■ Task statement:
Reproduce the material below verbatim, starting with the line containing "Exercise. Pick out the window" and going on through the line containing "pixel 424 243", both ends included.

■ Recorded information:
---+---
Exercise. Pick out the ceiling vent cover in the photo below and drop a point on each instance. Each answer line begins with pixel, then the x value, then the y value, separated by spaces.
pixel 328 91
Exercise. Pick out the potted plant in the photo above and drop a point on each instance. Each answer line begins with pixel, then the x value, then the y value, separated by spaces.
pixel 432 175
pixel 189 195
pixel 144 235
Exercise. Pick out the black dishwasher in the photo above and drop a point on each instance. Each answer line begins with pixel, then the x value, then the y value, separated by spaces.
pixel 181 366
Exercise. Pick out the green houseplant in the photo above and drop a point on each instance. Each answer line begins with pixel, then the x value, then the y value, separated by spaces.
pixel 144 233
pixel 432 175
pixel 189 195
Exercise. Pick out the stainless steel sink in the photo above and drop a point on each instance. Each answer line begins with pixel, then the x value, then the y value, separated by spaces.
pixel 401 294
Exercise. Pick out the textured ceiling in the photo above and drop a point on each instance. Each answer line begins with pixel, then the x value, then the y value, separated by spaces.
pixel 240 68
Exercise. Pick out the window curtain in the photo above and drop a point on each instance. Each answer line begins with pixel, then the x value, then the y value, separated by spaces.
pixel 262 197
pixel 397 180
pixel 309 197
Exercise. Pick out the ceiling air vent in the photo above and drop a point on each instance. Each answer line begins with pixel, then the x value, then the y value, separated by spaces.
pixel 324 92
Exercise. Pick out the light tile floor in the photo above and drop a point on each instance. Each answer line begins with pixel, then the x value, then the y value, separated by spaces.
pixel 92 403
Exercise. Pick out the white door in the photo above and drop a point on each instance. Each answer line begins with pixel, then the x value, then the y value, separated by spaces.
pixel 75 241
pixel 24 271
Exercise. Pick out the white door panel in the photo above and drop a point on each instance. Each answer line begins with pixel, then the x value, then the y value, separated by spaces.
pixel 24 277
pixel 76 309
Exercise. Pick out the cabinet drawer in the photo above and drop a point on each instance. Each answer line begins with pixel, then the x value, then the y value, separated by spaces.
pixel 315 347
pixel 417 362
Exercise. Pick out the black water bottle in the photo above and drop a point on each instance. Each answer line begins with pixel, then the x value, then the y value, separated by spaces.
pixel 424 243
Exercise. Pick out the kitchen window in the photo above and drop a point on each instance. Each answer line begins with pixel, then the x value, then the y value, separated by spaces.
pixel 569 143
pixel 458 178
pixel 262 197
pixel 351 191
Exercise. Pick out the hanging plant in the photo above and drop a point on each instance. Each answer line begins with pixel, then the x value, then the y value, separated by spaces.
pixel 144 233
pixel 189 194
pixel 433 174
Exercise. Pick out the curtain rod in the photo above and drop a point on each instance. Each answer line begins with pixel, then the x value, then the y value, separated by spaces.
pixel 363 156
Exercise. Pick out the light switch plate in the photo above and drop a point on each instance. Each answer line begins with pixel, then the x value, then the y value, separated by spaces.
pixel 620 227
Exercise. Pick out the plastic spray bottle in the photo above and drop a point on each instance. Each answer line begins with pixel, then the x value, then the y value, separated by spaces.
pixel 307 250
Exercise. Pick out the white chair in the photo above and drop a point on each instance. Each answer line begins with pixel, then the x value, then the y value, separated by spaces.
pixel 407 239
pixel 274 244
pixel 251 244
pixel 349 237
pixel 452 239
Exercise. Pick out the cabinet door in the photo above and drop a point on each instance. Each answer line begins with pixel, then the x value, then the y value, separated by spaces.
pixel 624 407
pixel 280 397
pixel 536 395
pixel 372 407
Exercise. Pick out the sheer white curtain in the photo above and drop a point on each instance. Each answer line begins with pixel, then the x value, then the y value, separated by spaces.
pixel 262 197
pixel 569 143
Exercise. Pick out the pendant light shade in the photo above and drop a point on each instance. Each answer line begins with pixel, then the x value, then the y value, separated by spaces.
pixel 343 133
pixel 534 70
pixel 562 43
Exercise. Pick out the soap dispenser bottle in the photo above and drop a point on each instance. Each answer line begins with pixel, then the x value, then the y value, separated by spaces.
---+---
■ Reply:
Exercise. Pick out the window curtain in the photo above and drop a point on each instance. Each answer line begins with pixel, then the x value, then the y value, separated by spaces.
pixel 262 197
pixel 397 180
pixel 309 197
Exercise. Pick out the ceiling air vent in the photo above and drop a point on each instance. Each answer line begins with pixel, then the x value, then the y value, separated by spaces.
pixel 324 92
Exercise. Pick out the light tile floor in the photo above and drop a point on each instance. Each answer line begins with pixel, then the x value, then the y value, separated by spaces.
pixel 92 403
Exercise. Pick out the white door in the photo above and drop a point on each instance. Each answer line begins with pixel, then the x value, then the y value, separated by spaces.
pixel 75 241
pixel 24 271
Exercise. Pick out the white door panel in the photo above and drop a point on each instance. Each answer line begins with pixel, then the x value, then the y value, separated by spaces.
pixel 24 277
pixel 76 309
Exercise. Pick out the cabinet drawer in the photo above and drop a point on each instance. Each answer line begins with pixel, then the x value, then the y value, separated by spaces.
pixel 315 347
pixel 417 362
Exercise. Pick out the black water bottle in the photo above and drop a point on each instance. Each answer line begins with pixel, then the x value, then the y value, separated by spaces.
pixel 424 243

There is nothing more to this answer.